At the heart of all this interlinking work is Wikidata, Wikimedia Foundation’s most active project in terms of total edits and item count (Appendix 3: Statistics). The platform is generating and providing 5-star linked open data to the world at break-neck speed [1]. The idea for Wikidata was born in 2012 out of a desire to maintain synchrony between the Wikimedia Foundation’s universe of wikis (300+ language editions of Wikipedia and sister Wikimedia projects). The time-consuming task of manually updating articles in each language edition whenever a statistic, figure, or fact changed about the world was inherently unsustainable.
Dr. Denny Vrandečić and Dr. Markus Krötzsch were tasked in 2012 to lead a team of Wikimedia Deutschland developers to build Wikidata [2]. Today, the collaboratively edited knowledge base has grown to be the Internet's largest crowdsourced linked open data repository [3]. The Wikidata community has over 24,000+ active users who have edited 102M+ items over 1,800,000,000 times (Appendix 3: Statistics). All data in Wikidata is licensed under Creative Commons CC0 License, free to all.
“Wikidata helps with the problem of opening data silos. There is a lot of knowledge out there, we know a lot about our surroundings, but it is hidden behind paywalls in silos. Wikidata bursts these silos open for the greater public to be used.”
–Andra Waagmeester, Micelio Bioinformatician. [4](Appendix 2: Interviews)
As the world’s largest openly editable knowledge base, Wikidata, and its underlying software Wikibase, present a compelling vision promising to de-silo all of the world’s data.
Nevertheless, achieving this dream does not come without challenges:
“The project suffers from the biases and vandalism that plague other Wikimedia projects. Including gender gaps in the contributor base—the majority of the volunteer editors are male. And the majority of the data is from—and about—the Northern Hemisphere. The project is young, Giesemann emphasizes” [6].
Despite its detractors, Wikidata holds extraordinary promise to break down data silos. This growing global data hub is now an intimate part of our daily lives. Alexa, Siri, and Google all use Wikidata to drive their ubiquitously relied-upon search services. Google decommissioned its knowledge graph database, Freebase, and in 2014 opted to migrate the data to Wikidata [7]. Today, Google Search relies heavily on data from Wikidata, Wikipedia, schema.org microdata, and other licensed data sources to drive its knowledge graph panels [8].

_ _ _ _ _

▶ [EXERCISE] Write what follows in the Wikidata passage, starting after its final sentence. The records that come next are separate material with no connection to the Wikidata passage.

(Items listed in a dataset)
_ _ _ _ _

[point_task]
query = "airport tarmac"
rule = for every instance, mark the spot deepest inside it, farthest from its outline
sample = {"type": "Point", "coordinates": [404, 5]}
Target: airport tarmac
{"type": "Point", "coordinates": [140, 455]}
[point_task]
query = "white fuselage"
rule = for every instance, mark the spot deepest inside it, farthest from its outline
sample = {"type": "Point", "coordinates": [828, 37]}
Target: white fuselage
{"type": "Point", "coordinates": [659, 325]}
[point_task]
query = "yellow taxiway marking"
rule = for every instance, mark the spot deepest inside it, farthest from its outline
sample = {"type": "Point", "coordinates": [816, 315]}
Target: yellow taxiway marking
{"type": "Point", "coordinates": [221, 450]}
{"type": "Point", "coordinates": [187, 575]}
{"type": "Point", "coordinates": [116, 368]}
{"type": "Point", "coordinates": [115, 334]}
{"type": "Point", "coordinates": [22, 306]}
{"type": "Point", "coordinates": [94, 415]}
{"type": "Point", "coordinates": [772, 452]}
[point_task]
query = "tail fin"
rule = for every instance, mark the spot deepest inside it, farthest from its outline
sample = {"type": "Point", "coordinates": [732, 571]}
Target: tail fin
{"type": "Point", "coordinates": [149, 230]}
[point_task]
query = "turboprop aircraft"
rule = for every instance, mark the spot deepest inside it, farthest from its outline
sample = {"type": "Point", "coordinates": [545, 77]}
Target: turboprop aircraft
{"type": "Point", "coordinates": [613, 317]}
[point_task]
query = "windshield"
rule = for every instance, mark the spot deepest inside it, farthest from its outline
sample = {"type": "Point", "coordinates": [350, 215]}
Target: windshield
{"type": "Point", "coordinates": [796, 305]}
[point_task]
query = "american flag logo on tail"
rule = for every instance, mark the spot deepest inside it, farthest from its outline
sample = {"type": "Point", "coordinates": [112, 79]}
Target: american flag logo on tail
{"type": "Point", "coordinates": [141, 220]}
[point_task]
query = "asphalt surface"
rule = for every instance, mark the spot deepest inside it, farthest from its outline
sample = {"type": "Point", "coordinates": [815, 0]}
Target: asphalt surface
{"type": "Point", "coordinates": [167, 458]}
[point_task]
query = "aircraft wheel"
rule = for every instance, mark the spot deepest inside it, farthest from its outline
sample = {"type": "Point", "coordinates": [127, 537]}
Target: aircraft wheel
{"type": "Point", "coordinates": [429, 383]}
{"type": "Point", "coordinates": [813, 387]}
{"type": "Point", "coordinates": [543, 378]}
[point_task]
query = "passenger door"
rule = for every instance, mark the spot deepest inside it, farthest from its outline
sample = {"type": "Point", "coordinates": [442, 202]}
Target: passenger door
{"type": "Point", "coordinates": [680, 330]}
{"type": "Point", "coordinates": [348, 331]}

_ _ _ _ _

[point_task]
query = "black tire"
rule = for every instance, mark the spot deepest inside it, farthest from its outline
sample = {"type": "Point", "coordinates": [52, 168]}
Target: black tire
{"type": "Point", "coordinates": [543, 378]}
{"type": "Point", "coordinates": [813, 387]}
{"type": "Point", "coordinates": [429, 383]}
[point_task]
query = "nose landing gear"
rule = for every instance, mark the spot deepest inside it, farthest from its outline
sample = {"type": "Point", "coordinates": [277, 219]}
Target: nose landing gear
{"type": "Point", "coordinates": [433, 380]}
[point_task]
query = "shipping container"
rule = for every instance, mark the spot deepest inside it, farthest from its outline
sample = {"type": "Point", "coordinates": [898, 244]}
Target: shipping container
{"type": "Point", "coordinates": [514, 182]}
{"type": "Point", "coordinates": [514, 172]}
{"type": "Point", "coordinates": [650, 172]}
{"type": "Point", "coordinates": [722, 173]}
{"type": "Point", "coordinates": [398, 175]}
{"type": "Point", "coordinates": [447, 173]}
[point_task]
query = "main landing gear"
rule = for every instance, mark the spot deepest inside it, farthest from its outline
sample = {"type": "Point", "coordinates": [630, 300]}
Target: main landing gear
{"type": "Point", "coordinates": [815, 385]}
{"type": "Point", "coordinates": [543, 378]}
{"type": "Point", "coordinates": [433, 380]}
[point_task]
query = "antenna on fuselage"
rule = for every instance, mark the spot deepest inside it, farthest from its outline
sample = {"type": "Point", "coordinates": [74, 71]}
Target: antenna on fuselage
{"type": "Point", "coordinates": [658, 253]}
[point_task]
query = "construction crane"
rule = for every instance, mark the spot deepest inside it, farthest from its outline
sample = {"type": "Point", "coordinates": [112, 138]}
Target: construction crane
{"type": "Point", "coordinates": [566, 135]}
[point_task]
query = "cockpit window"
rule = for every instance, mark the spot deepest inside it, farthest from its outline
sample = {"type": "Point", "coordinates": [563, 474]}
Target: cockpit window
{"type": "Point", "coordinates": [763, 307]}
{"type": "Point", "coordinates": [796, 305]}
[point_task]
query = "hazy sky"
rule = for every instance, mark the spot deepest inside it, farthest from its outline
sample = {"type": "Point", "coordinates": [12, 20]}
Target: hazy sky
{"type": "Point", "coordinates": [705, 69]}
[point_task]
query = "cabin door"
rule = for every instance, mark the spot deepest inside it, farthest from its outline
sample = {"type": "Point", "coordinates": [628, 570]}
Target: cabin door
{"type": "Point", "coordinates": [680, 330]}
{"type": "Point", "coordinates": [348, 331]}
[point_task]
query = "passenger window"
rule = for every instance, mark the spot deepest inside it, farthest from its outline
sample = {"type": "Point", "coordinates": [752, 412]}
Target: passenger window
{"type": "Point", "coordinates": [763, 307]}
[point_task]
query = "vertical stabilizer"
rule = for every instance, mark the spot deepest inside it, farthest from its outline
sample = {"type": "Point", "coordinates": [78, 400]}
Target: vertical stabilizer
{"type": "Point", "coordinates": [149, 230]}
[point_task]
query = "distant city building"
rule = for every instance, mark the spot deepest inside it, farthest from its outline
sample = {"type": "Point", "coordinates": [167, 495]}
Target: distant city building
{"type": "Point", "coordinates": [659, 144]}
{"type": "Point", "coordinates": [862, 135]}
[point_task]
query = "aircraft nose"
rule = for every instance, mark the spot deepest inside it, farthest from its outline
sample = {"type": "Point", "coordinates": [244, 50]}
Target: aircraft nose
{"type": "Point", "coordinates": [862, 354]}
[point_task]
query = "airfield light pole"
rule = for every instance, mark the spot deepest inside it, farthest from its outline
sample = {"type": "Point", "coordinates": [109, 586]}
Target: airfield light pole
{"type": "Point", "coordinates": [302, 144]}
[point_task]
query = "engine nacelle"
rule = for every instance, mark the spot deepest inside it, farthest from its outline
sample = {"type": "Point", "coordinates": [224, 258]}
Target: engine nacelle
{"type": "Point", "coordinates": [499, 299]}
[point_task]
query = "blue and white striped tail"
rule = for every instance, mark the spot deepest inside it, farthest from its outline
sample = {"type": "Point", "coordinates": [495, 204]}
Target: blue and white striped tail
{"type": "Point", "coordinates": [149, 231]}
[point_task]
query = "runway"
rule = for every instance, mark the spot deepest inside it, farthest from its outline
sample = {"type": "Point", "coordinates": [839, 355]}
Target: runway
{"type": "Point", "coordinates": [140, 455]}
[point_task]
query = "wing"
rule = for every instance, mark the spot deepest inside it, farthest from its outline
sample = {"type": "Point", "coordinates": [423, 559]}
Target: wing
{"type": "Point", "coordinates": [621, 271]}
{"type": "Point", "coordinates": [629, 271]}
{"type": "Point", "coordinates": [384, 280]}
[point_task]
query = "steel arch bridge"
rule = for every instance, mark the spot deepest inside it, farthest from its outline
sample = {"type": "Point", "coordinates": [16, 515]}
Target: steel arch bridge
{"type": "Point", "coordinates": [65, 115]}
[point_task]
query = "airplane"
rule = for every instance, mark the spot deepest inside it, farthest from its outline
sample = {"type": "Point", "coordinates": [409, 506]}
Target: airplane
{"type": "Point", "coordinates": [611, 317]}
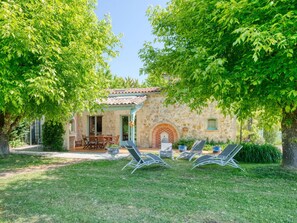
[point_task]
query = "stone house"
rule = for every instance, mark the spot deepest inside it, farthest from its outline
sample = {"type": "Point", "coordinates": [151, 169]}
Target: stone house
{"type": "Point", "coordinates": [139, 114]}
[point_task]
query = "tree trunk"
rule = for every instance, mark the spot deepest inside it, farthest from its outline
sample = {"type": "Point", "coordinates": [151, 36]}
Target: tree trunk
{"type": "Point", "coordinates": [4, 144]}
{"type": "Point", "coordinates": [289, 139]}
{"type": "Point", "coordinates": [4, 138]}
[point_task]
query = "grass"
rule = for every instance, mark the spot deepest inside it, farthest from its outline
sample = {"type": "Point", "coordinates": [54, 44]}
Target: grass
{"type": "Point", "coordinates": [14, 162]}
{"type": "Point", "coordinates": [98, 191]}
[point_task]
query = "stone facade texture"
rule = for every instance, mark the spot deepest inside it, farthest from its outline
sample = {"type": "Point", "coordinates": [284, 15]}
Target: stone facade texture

_ _ _ _ _

▶ [OUTPUT OF THE EXERCISE]
As a central data repository that drives core third-party Internet services, the quality, coverage, and structuring of data in Wikidata have never mattered more. At its best Wikidata is opening new knowledge pathways, connecting disparate ideas, and helping uncover untold stories from the margins. At its worst, Wikidata can reinforce old power structures, highlight gaps in human knowledge, and reduce complexity to the point of harm [9].
BHL as a data source holds immense untapped potential and would expand Wikidata’s quality and breadth in the life science domain. Additionally, according to Andy Mabbett, Independent Wikimedian, the Wikispecies project is another rich source of biodiversity data and persistent identifiers that should be migrated to Wikidata for the multilingual, searching, and interlinking advantages. BHL staff have a deep bench of advanced data modeling and crosswalking expertise and are ready to assist with biodiversity data enrichment projects and ontology refinements.
Wikidata may be humanity’s opportunity to re-imagine and re-frame knowledge representation — and in so doing, perhaps the chance to change our collective narrative to respect, include, and celebrate the diversity of all life on Earth.
“Until Wikidata can give me a list of all movies shot in the 60s in Spain, in which a black female horse is stolen by a left-handed actor playing a Portuguese orphan, directed by a colorblind German who liked sailing, and written by a dog-owning women [sic] from Helsinki, we have more work to do.”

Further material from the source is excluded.